▶ [Bagian Latihan]:
A - Tentukan apakah setiap pernyataan berikut sesuai dengan teks tentang larangan celana ketat di Aceh. Jawab ya atau tidak, lalu kutip kata-kata penentunya dari teks: (i) Meulaboh adalah tempat pertama yang memulai razia celana ketat; (ii) pemerintah menyediakan sekitar 2.000 rok dalam razia tersebut; (iii) semua kalangan menyetujui Perda tersebut.
B - Lanjutkan teks tentang larangan celana ketat di Aceh mulai dari kalimat terakhirnya.

▶ [Teks Sumber]:
________________________
Skip to main content

Dicari, Perempuan Bercelana Ketat

Otonomi daerah yang diterapkan beberapa tahun silam, memberikan kebebasan kepada daerah-daerah untuk mengurus daerah masing-masing sesuai dengan kepentingan dan kebutuhan daerah tersebut. Pemerintah daerah (Pemda) berwenang membuat aturan atau regulasi untuk menertibkan dan memajukan daerahnya. Hal ini pula yang mendasari lahirnya peraturan daerah (Perda) di Provinsi Nanggroe Aceh Darussalam, tentang pelarangan memakai celana ketat. Aceh juga dikenal dengan nama daerah Serambi Mekah, yang memang penerapan syariat Islam semakin kental di daerah ini.
Penerapan Perda pelarangan memakai celana ketat pun dimulai. Memang tidak disemua daerah di Aceh, lebih dikhususkan pada daerah Kabupaten Aceh Barat, salah satunya kota Meulaboh. Meulaboh menjadi tempat pertama yang memulai mengoperasikan razia pelarangan memakai celana ketat. Puluhan bahkan ratusan perempuan pun terjerat dalam razia ini. Para perempuan yang terjerat razia diinstruksikan langsung mengganti celana mereka dengan rok yang telah disediakan aparat perazia. Dalam aksi razia tersebut pemerintah menyediakan sekitar 20 ribu rok.
Mekanismenya, perempuan yang kedapatan mengenakan celana (jeans) ketat, maka akan langsung ditangkap dan celananya digunting oleh petugas, kemudian disuruh mengganti dengan rok yang telah disediakan. Perda dan aksi ini pun menjadi sorotan di masyarakat. Kritikan dari berbagai kalangan kepada pemerintah semakin banyak. Ada yang sepakat, dan ada pula yang kontra.
________________________
▶ [Data yang Tersedia]:
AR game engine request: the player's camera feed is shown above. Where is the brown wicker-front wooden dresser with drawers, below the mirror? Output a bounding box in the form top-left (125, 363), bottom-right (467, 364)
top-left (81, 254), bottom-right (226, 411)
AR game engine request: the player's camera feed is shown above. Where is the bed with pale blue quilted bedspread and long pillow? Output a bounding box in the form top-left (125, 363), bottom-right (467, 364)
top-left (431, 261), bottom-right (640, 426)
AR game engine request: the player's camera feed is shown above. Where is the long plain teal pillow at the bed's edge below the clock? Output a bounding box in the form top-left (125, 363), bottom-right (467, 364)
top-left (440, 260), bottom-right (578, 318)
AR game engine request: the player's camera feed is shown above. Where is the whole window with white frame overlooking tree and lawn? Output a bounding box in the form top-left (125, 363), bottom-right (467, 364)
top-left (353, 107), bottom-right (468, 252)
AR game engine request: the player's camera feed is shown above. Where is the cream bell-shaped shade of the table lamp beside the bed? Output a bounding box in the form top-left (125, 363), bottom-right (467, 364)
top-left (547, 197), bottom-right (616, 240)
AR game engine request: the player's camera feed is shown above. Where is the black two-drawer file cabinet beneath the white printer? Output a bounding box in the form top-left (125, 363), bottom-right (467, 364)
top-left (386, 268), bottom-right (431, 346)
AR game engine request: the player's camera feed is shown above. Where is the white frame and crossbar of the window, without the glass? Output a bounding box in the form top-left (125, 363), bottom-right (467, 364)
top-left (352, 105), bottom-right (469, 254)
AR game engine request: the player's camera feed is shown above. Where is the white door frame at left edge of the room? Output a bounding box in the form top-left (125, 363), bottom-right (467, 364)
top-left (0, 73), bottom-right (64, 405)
________________________
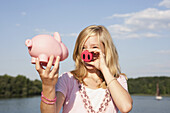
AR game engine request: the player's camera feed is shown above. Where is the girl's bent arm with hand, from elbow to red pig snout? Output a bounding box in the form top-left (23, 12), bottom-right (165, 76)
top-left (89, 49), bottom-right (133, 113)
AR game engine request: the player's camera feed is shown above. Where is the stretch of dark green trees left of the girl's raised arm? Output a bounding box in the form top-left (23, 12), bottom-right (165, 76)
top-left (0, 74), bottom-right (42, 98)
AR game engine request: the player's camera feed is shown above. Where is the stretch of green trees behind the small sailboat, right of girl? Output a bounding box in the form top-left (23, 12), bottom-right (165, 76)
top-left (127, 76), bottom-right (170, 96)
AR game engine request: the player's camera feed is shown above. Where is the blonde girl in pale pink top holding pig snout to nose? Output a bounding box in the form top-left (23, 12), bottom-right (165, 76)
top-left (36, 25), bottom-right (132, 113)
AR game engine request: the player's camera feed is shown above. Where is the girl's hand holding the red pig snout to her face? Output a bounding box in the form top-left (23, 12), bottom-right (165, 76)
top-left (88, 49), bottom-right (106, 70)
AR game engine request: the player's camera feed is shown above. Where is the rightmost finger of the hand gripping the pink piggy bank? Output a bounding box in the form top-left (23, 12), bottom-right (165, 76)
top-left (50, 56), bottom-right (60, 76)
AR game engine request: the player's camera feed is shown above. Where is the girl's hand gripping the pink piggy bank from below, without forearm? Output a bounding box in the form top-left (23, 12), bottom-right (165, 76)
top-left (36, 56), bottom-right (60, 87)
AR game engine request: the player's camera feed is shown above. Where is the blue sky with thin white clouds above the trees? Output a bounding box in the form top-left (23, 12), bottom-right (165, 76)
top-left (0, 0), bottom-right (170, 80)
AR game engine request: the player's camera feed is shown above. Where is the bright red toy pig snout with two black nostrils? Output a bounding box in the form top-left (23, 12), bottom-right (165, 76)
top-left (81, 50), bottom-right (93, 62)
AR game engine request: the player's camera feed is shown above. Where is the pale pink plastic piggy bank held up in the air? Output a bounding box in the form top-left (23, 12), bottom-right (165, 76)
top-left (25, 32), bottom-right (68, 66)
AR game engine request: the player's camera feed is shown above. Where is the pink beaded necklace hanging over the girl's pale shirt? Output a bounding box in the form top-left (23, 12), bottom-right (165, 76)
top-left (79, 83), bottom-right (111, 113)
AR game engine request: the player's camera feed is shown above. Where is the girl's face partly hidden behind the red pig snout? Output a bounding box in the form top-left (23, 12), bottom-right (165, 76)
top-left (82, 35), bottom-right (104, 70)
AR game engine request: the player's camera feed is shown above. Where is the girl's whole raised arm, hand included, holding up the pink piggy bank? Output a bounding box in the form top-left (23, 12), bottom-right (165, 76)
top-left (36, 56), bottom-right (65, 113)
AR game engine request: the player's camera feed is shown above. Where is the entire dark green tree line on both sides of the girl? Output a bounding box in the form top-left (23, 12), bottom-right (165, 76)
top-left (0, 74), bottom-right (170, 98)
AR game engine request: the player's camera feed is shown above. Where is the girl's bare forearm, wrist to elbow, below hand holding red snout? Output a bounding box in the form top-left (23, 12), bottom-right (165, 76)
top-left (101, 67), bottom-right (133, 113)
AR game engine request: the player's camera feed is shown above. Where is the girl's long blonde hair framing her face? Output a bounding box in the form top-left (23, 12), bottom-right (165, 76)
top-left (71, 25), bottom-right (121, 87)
________________________
▶ [Jawaban per Butir]:
A -
(i) Ya: "Meulaboh menjadi tempat pertama yang memulai mengoperasikan razia pelarangan memakai celana ketat."
(ii) Tidak: "Dalam aksi razia tersebut pemerintah menyediakan sekitar 20 ribu rok."
(iii) Tidak: "Ada yang sepakat, dan ada pula yang kontra."

B -
Kritikan yang bernada kontra terhadap Perda tersebut banyak bermunculan dari aktivis perempuan. Mereka menganggap Perda tersebut dibuat dan diiringin oleh unsur yang melegitimasi diskriminasi terhadap perempuan. Larangan menggunakan celana jeans, adalah semacam regulasi yang dibuat tidak partisipatif, menekan, dan mempersulit perempuan, justru bukan sebaliknya, membuat masyarakat nyaman.
Regulasi tersebut juga terkesan membatasi hak perempuan untuk menjalankan kegiatan-kegiatan yang lebih luas. Para aktivis perempuan yang keberatan dengan aturan tersebut menjelaskan, tindakan merazia, memotong, dan mengganti langsung celana yang dikenakan adalah tindakan sewenang-wenang dan mempermalukan perempuan di tengah kota tersebut. Apakah dengan cara berpakaian, sepertinya telah menjelaskan dan mewakili dengan lengkap bahwa seseorang patuh atau tidak, matang atau tidak, dalam menjalankan agamanya? Ini yang membuat regulasi pelarangan berpakaian ketat menjadi dilemma dan kontroversi dikalangan masyarakat dan perempuan.
Inilah wajah hukum dari Pemda di Aceh. Regulasi yang digodok atau dirancang, diujikan, kemudian disahkan ternyata belumlah sangat matang. Kontroversi, pro dan kontra semakin mewarnai daerah dengan regulasi-regulasinya. Keefektifan Perda, UU dan lainnya masih perlu dipertanyakan lagi. Jika Perda yang dibuat melahirkan instabilitas daerah tersebut, para pembuat peraturan patut mempertanyakan kembali efektifitas aturan-aturan tersebut.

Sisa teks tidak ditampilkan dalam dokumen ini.